## REQUEST 1
In the records, turn the stretch from the line containing "Do you see the barge wheelhouse" through the line containing "431,190 -> 469,204" into a numbered list, leaving out blank lines.

## EXCERPT TO READ
Thursday, October 11, 2018

The Historic Dersch Homestead

An upper torso photograph of a man identified as Doctor Solomon Dodge Baker, M.D. (Public Domain)

Solomon Dodge Baker was a native of Washington County, Ohio, who was born on April 16, 1825, to Doctor Isaac Baker and his wife Suzanne (Morgan) Baker. Solomon was their eleventh child born to them. His parents had a total of thirteen children. His father relocated from Ohio with his family in 1827 to Bloomington, Iowa where they settled on one hundred and sixty acres of land. This is where Solomon was raised and he became well-educated on his path to become a physician, like his father was.

Solomon was attracted to California by the reports of the California Gold Rush which lured him west in 1850 from Bloomington, Iowa, at the age of twenty-five. His father’s family appears on the 1850 U.S. Census. Apparently, Solomon missed the enumeration of the 1850 U.S. Census upon his arrival in Shasta County, that year, since his district was already recorded. Baker took up squatter rights on a portion of a Mexican land grant which was located on the east side of the Sacramento River called the Rancho Buena De Briesgau. This is when Baker established a popular hotel and a stopping place on the Nobles Emigrant Trail at Bear Creek.

The Nobles Emigrant Trail was a well-traveled route for emigrants, and during that year he was elected as a Justice of the Peace. Baker is recorded on the 1852 California State Census working as a miner at the age of twenty-seven, his name appears as S.D. Baker. Baker marries Sarah Davison and their first child Nancy was born to them on a trip to Indiana in 1856. After the birth of their daughter, the Baker family returned to their Bear Creek property, where Baker purchased 62 ½ cents an acre of the Rancho Buena De Briesgau land grant. The Baker property consisted of 160 acres of land.

The 1860 U.S. Census records his occupation as a physician. Local residents affectionately called Solomon, “Doc” Baker. The above document claims that Baker was thirty-four years of age, while his wife Sarah is listed at age twenty-four, and their daughter Nancy is listed as age six. Then in 1861, Baker received a land patent for his Bear Creek property, and he decided to sell it.

A Bavarian immigrant by the name of George F. Dersch, was naturalized as an American citizen in the Shasta County District Court at Shasta on July 13, 1860; a year later he purchased the 160 acre Bear Creek property of Doctor Solomon D. Baker after learning that the property was for sell.

“Doc” Baker intended to relocate to some new property he had purchased in Shasta County, as my research shows, which is proven by a Declaration of Homestead dated March 27, 1862. The homestead property was described as the following, “the east half of the south east quarter of section No. 15 and the west half of the south west quarter of section No. 14, township 31 north range No. 2 east Mt. Diablo Meridian and containing 160 acres more.” In this document, Baker claimed that he intended to relocate there with his family. The section numbers on the above document are reversed, but I’m not positive if they were ever corrected. This new homestead was located about four miles north-east of Shingletown.

## DATA SHOWN
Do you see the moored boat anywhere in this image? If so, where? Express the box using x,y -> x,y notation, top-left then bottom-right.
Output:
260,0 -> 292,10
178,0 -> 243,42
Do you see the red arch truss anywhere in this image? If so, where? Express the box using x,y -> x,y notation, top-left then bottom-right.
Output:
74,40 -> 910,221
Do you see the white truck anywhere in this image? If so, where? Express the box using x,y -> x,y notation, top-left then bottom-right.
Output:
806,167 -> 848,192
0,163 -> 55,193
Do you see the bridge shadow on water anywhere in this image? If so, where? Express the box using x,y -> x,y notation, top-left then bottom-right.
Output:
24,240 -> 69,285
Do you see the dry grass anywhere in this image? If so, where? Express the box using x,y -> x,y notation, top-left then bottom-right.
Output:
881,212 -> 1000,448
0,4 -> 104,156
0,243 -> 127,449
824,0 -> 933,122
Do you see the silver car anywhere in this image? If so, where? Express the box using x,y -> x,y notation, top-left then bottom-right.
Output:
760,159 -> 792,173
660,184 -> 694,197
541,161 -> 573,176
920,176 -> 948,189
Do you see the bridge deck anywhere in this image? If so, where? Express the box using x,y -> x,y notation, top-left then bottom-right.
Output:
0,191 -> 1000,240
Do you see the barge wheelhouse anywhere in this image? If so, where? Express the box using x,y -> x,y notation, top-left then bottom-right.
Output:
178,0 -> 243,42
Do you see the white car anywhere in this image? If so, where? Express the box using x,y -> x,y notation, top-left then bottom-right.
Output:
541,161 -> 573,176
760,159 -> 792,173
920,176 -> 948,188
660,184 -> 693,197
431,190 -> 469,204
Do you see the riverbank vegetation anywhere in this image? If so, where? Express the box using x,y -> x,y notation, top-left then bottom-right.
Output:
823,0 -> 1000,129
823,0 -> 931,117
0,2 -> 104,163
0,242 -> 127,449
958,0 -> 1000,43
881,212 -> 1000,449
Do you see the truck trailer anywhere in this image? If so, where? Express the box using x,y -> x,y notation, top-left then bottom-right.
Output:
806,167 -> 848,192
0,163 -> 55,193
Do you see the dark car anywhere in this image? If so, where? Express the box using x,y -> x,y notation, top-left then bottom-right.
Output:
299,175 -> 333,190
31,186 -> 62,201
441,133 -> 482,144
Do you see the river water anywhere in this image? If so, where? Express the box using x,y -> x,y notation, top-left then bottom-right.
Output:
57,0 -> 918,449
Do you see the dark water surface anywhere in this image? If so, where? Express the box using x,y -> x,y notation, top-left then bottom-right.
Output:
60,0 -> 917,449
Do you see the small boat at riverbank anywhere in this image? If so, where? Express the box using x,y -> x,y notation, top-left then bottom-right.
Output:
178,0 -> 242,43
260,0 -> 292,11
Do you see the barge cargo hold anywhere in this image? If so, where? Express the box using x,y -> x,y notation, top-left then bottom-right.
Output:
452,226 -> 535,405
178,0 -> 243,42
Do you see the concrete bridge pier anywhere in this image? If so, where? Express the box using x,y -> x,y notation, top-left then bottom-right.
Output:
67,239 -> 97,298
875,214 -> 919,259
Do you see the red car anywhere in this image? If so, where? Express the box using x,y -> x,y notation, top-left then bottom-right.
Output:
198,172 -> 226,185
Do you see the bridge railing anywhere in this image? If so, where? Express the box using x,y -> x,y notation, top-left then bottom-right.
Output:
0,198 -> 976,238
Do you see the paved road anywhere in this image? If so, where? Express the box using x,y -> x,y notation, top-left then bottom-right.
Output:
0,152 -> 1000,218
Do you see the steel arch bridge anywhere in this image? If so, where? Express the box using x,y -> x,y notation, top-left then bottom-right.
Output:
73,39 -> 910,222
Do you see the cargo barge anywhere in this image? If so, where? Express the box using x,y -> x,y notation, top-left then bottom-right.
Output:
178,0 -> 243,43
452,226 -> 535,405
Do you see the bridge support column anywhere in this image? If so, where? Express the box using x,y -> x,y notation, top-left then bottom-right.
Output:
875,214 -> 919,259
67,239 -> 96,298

## REQUEST 2
According to the Dersch homestead history, who bought Solomon Dodge Baker's 160-acre Bear Creek property?

## FINISHED ANSWER 1
1. Do you see the barge wheelhouse anywhere in this image? If so, where? Express the box using x,y -> x,y notation, top-left then bottom-right.
2. Output:
3. 178,0 -> 243,42
4. Do you see the white car anywhere in this image? If so, where? Express the box using x,y -> x,y notation, top-left then bottom-right.
5. Output:
6. 541,161 -> 573,176
7. 760,159 -> 792,173
8. 920,176 -> 948,188
9. 660,184 -> 693,197
10. 431,190 -> 469,204

## FINISHED ANSWER 2
George F. Dersch, a Bavarian immigrant.